Copy the rows below, everything from the one containing "spot shown in this photo." down to the final row, and reproduce them unchanged.

Point labeling dataset excerpts

***

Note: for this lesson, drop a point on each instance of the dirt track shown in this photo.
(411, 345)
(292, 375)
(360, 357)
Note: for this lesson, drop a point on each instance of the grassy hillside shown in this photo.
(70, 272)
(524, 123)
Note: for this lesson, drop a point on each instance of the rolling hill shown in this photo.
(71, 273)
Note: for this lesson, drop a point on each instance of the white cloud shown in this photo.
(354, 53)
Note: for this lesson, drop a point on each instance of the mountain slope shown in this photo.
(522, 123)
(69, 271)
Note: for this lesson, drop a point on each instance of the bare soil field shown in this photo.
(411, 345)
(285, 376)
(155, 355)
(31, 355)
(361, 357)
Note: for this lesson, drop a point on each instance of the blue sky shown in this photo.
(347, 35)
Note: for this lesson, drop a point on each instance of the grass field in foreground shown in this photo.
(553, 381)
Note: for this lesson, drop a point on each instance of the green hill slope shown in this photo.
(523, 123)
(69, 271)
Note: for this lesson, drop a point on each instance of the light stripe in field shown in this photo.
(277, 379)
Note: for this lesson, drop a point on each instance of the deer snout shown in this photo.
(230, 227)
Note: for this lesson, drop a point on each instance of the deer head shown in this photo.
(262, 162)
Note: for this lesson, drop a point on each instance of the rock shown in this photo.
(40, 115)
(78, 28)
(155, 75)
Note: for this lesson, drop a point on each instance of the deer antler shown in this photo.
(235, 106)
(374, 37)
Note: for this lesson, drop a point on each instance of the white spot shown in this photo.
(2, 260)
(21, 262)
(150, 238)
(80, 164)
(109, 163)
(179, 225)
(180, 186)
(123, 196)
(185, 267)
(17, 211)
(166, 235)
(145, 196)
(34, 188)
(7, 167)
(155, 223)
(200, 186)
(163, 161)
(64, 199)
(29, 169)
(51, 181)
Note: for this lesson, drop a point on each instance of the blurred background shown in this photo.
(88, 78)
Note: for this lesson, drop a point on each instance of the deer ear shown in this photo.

***

■ The output
Note: for this lesson, drop a point on each instance of the white spot shown in this photo.
(2, 260)
(21, 262)
(150, 238)
(80, 164)
(109, 163)
(179, 225)
(180, 186)
(123, 196)
(185, 267)
(17, 211)
(166, 235)
(145, 196)
(34, 188)
(7, 167)
(155, 223)
(200, 186)
(163, 161)
(64, 199)
(29, 169)
(51, 181)
Note: for this lesson, drop a point on each instance of the blurred background shown in this photo.
(88, 78)
Note: for this lesson, drop a point on each instance of the deer ear shown in this photo.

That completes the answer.